═════ SELECTION

European Union election observers have said that the poll fell short of international standards and have called for an independent audit into the results.

 
Raphael Tuju, Kenya’s foreign minister, told Al Jazeera that there was no reason for Kibaki to resign and problems with the election should be dealt with through the courts rather than through protest.
 
“Whatever is to be done, whether we are going to have a re-run, that has to be decided in a constitutional way,” he said.
 
“You just don’t decide because one of the parties is aggrieved, because one party complains, or one person complains. ‘OK, you are not happy with the results of the election, let’s have a re-run’.”
 
The toll has continued to rise and the continuing violence has raised fears that Kenya could descend into ethnic conflict.
 
The Daily Nation newspaper said on Tuesday that it feared that Kenya was on “the verge of a complete meltdown”.
 
Most deaths have come from police firing at protesters, witnesses say, prompting accusations from rights groups and the opposition that Kibaki had made Kenya a “police state”.
 
Slum areas in Nairobi were overrun by rioters burning down shops belonging to members of Kibaki’s Kikuyu tribe and looting anything from refrigerators to basic goods.
 
In the Mathare slum, Odinga supporters, shouting “No Raila, no peace!” torched a minibus and attacked Kikuyu travellers.
 
“One tribe is targeting another one in a fashion that can rightly be described as ethnic cleansing,” a senior police official in Eldoret told the AFP news agency on condition of anonymity.
 
‘Hooliganism and thuggery’
 
Odinga, who comes from the Luo, the second largest tribal grouping in Kenya after the Kikuyu, said that people should stop “engaging in acts of hooliganism and thuggery”.
 
“We say that out demonstrations must be peaceful, we are going to carry out demonstrations and protests countrywide, but in a peaceful way,” he said.
 
Police have banned a mass rally planned for Nairobi on Thursday saying that it does not have enough resources to provide security for the event.
 
Michela Wrong, an author and journalist, told Al Jazeera that although the violence was taking place along ethnic lines, it was really about the divisions between rich and poor.
 
“That’s the ugly surface of a much more profound split. There is a sense that this was an elitist government, it was a government that was really only interested in itself, in its own particular group,” she said.
 
“They were doling out jobs to their own people, all the key ministries were in the hands of that group but at the same time were ignoring the needs of the poor.”

══════════
═════ SUPPLIED DATA

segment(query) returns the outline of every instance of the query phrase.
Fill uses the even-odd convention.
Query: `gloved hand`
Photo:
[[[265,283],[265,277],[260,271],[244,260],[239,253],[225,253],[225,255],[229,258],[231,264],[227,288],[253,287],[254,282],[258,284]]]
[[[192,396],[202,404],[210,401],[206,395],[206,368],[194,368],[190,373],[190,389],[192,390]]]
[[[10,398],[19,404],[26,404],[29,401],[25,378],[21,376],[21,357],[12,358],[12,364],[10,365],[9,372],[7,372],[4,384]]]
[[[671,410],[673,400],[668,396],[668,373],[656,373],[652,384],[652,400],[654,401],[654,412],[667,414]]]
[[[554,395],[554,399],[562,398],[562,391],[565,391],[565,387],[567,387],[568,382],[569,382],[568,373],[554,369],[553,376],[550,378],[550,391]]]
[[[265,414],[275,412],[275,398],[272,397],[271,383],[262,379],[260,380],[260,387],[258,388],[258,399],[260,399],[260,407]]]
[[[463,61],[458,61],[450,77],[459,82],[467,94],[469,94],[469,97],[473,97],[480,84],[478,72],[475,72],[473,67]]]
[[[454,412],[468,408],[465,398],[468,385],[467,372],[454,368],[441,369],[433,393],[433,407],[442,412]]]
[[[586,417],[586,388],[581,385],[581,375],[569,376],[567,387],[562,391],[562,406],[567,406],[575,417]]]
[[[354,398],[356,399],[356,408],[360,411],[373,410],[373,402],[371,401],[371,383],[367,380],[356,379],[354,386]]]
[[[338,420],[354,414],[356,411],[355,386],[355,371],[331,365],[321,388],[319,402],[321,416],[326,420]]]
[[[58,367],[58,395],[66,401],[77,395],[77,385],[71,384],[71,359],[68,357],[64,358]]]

══════════
═════ SUPPLIED DATA

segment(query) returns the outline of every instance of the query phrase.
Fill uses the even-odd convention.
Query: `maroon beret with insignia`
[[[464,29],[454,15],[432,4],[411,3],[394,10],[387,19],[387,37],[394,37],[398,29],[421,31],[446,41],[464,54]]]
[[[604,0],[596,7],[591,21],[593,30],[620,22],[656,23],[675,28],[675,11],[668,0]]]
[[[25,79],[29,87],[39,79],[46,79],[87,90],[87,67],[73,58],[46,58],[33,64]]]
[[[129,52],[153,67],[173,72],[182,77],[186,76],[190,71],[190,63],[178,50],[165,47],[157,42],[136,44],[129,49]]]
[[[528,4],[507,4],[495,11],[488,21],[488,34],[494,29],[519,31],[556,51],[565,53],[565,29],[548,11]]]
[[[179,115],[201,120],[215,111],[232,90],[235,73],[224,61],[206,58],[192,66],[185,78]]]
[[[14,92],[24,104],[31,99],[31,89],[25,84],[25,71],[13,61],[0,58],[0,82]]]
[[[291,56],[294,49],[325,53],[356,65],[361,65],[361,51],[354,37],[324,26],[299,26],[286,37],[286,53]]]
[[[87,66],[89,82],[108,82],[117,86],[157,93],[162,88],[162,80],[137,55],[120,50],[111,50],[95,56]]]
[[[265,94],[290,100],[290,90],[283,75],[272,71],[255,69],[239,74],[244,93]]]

══════════

§ WORK TO BE COMPLETED
Reproduce the section of the passage on Kenya's disputed election starting at "Slum areas in" and ending at "to basic goods.", substituting "mobs" for "rioters". The entries have no connection to the passage on Kenya's disputed election.

§ RESULT BELOW
Slum areas in Nairobi were overrun by mobs burning down shops belonging to members of Kibaki’s Kikuyu tribe and looting anything from refrigerators to basic goods.